>> begin
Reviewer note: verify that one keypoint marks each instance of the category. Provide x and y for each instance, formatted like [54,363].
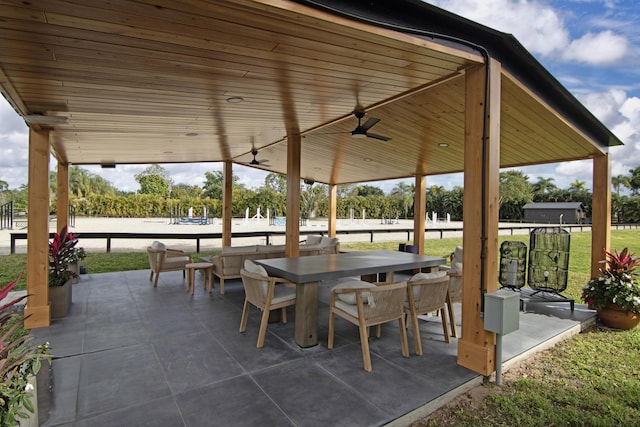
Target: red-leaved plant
[617,285]
[61,252]
[19,359]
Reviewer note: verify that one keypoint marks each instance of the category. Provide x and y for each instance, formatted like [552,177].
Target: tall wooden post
[476,348]
[292,231]
[227,202]
[37,313]
[62,196]
[419,212]
[333,208]
[601,211]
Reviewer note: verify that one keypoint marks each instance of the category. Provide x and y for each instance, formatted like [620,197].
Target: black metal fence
[269,235]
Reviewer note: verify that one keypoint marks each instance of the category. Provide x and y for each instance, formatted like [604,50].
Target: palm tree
[577,186]
[620,180]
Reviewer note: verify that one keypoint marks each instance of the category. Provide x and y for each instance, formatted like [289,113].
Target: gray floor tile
[116,378]
[235,402]
[130,354]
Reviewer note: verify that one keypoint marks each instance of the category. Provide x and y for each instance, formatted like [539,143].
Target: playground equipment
[175,216]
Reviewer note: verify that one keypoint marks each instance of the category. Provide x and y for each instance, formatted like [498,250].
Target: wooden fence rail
[268,235]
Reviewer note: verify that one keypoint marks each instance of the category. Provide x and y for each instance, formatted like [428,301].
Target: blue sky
[591,46]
>> end
## TASK DIRECTIONS:
Reproduce the items from the line containing "formatted like [498,250]." through the end of the items, changing "blue sky" to "open sky" and leaving everything else unchanged.

## COMPLETE OUTPUT:
Reviewer note: verify that one keypoint marks each instance of the category. Provide x and y for each instance, formatted like [498,250].
Target: wooden fence rail
[268,235]
Reviewer note: verify that one keypoint marks each instance of the category. Provide x and y for each instance, formatted like [428,301].
Target: open sky
[591,46]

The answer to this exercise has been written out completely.